• [DATA ROWS]:
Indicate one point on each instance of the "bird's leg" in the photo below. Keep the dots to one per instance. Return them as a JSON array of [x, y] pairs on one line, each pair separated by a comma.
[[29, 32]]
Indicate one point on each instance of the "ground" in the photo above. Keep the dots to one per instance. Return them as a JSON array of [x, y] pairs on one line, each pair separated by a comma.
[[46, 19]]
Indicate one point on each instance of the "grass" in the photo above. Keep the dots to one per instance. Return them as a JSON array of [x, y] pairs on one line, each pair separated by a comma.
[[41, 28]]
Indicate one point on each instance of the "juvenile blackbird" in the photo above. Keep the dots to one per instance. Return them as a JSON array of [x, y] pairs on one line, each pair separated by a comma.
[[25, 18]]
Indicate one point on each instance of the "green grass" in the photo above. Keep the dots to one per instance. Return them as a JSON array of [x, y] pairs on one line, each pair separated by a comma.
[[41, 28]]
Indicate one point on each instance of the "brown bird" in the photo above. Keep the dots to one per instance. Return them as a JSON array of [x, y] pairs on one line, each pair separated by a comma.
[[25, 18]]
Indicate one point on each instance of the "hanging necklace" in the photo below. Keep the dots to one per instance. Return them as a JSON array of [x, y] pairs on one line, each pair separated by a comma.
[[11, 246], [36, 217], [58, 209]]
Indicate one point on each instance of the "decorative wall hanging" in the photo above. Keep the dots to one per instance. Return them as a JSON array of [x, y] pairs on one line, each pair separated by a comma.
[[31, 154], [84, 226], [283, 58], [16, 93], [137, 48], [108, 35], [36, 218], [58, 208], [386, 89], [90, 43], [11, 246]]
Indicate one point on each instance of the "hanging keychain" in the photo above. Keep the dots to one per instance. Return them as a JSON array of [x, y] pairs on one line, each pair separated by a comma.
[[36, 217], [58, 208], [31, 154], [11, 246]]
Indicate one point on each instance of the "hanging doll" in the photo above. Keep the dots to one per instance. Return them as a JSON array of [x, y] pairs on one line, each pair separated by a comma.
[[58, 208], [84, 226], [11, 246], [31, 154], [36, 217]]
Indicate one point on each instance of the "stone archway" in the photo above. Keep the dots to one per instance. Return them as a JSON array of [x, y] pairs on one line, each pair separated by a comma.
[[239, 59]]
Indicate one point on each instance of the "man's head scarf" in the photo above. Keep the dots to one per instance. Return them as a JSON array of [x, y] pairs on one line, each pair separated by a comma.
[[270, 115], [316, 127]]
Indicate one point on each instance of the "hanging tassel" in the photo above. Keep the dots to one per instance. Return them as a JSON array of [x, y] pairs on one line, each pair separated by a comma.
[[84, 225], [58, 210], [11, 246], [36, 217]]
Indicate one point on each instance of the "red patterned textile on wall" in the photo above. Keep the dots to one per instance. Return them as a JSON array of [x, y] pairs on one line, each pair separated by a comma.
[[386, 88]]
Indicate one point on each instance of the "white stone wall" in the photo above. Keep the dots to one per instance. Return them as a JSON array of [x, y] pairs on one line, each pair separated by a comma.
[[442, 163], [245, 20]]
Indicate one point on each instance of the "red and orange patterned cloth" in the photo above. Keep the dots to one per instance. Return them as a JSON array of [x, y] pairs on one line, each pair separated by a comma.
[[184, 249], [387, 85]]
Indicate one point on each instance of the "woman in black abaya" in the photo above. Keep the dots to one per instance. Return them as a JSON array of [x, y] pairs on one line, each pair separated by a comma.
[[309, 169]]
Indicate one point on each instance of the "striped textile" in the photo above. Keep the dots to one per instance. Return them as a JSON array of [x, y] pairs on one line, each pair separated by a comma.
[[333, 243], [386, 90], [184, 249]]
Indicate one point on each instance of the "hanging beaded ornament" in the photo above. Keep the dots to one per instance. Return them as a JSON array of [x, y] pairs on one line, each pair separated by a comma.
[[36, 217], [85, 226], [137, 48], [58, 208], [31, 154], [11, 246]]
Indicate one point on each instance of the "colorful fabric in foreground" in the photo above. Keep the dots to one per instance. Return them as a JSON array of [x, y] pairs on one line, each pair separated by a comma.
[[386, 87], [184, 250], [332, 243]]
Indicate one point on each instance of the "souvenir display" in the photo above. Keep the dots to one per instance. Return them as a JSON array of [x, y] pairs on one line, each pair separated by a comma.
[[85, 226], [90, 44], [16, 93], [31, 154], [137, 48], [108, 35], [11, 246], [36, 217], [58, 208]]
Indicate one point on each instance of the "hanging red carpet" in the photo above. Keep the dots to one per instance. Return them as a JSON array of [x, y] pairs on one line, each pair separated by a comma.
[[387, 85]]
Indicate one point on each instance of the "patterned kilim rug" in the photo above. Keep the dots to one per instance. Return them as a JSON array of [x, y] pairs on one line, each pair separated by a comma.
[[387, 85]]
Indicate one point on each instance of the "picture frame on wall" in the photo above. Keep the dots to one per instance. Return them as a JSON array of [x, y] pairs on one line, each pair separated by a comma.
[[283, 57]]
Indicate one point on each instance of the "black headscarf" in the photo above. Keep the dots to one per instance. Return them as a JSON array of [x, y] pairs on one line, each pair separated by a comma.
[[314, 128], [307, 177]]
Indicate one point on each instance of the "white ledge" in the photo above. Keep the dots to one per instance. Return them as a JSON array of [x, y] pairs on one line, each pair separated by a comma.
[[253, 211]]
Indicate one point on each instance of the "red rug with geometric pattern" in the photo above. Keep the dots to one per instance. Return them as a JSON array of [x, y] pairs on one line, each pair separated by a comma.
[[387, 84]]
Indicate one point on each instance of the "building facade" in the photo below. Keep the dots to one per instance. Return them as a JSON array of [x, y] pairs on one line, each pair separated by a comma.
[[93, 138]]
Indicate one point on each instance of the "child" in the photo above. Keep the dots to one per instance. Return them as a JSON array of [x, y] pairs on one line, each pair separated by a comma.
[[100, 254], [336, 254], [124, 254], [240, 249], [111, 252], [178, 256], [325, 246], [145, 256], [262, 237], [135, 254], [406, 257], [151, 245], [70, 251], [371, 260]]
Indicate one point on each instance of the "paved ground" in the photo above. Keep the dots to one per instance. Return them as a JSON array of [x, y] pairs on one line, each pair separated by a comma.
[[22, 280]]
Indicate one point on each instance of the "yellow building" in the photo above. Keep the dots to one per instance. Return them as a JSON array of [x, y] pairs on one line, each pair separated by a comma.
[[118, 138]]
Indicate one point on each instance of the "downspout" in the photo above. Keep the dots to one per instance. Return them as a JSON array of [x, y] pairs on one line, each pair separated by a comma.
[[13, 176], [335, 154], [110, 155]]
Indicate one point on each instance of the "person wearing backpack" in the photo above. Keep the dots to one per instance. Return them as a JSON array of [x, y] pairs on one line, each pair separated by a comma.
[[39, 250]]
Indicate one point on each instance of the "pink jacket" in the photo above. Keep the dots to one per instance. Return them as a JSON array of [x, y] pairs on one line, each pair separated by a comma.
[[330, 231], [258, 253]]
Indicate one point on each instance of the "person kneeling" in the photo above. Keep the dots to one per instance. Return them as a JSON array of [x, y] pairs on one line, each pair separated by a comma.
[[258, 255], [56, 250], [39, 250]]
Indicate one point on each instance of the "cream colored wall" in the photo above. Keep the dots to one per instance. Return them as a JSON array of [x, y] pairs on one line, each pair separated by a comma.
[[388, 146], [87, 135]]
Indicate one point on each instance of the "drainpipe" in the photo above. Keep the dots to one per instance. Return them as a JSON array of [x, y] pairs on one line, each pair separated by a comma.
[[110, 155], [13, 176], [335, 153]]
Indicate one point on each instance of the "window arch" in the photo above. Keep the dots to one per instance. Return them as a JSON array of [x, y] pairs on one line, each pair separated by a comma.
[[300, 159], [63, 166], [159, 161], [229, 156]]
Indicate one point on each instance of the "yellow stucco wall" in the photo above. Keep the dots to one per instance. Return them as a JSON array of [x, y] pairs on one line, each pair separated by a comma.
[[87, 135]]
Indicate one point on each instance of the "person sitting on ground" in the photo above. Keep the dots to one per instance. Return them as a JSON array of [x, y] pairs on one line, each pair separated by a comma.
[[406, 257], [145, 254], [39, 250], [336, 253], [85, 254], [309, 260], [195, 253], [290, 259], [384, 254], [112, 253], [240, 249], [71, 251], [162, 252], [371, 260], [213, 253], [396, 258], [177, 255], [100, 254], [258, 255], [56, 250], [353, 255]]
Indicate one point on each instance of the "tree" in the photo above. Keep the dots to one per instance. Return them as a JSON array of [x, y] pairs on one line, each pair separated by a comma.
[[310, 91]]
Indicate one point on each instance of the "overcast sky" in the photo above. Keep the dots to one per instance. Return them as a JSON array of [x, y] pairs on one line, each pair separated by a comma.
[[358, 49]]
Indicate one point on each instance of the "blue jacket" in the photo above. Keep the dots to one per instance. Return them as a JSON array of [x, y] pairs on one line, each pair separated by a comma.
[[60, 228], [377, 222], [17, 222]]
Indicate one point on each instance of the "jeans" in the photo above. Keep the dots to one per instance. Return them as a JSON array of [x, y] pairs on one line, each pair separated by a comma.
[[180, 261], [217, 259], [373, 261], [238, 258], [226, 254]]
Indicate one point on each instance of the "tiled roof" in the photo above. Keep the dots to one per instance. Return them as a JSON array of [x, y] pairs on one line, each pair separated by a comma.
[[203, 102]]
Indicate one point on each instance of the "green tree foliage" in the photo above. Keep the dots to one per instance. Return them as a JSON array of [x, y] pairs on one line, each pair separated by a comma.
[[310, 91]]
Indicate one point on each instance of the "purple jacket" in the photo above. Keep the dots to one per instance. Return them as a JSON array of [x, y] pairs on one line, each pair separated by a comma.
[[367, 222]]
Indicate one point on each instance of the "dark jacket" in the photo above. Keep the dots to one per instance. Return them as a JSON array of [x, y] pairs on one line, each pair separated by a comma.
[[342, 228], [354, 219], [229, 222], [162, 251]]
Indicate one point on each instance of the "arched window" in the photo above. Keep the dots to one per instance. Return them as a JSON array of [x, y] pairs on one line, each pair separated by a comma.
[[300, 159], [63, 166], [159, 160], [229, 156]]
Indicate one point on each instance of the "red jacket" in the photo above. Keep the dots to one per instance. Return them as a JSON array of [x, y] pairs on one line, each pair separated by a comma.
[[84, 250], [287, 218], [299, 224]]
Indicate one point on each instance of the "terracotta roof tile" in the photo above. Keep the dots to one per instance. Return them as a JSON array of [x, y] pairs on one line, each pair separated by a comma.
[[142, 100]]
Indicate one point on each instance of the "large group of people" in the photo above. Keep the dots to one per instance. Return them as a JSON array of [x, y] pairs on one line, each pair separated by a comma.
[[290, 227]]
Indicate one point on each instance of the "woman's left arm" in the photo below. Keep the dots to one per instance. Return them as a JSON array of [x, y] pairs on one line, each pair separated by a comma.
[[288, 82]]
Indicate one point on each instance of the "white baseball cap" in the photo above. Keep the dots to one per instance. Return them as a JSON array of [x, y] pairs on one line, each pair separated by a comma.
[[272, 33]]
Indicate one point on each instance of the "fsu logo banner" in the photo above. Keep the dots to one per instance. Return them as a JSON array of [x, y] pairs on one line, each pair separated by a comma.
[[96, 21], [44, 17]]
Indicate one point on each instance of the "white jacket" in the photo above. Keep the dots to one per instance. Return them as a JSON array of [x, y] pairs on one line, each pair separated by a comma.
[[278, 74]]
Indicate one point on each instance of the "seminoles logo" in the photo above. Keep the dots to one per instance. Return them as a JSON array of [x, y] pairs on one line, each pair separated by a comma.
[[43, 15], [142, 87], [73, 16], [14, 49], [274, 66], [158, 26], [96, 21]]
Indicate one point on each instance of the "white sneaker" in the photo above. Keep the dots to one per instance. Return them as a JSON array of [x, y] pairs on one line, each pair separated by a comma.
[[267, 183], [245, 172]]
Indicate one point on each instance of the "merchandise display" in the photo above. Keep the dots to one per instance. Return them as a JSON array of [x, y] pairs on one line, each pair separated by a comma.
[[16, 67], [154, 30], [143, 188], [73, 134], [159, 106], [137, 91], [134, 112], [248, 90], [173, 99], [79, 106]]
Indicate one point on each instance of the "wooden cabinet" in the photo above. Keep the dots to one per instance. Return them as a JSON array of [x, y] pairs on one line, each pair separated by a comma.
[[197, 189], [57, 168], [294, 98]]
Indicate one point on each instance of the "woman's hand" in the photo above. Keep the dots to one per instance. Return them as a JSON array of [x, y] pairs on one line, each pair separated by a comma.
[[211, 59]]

• [WHAT YOU WILL DO]: Reproduce the records word for word, from the first line down through the line containing "[[36, 217], [58, 208], [31, 154], [11, 246]]", with both of those lines included.

• [RESPONSE TO THE TASK]:
Indicate one point on each instance of the "bird's leg" in the photo below. Keep the dots to one per instance. Return them as a JSON array of [x, y] pairs on one line, each pair separated by a comma.
[[29, 32]]
Indicate one point on each instance of the "ground" in the photo above. Keep the dots to one per instance. Return them as a JSON array of [x, y] pairs on one line, each pair separated by a comma.
[[46, 19]]
Indicate one point on each instance of the "grass" in the photo above. Keep the dots to one per instance. Return them as a JSON array of [x, y] pairs on one line, each pair separated by a comma.
[[41, 28]]
Indicate one point on each instance of the "juvenile blackbird" in the photo above. Keep the dots to one per instance. Return them as a JSON array of [x, y] pairs on one line, each pair separated by a comma.
[[25, 18]]
Indicate one point on each instance of the "green grass" in the photo above. Keep the dots to one per instance. Return them as a JSON array of [x, y] pairs on one line, each pair separated by a comma.
[[41, 28]]
Indicate one point on each instance of the "brown bird" in the photo above. Keep the dots to one per instance. Return them as a JSON array of [x, y] pairs on one line, each pair separated by a comma.
[[25, 18]]
Indicate one point on each instance of the "hanging necklace" in the photo below. Keep the dots to one per instance. Return them as a JSON array of [x, y] pairs on one line, each pair separated by a comma.
[[11, 246], [36, 217], [58, 209]]
Indicate one point on each instance of the "decorative wall hanging" in the photo above. Keep the dots to one per instance. Return them as a JSON array of [x, y] pairs on one line, each pair separated by a comma.
[[31, 154], [84, 226], [283, 58], [16, 93], [137, 48], [108, 35], [36, 218], [58, 208], [386, 89], [90, 43], [11, 246]]
Indicate one point on each instance of the "hanging keychain" in the photo above. Keep the dots to one per instance. Return them as a JSON array of [x, y] pairs on one line, each pair separated by a comma.
[[36, 217], [58, 208], [31, 154], [11, 246]]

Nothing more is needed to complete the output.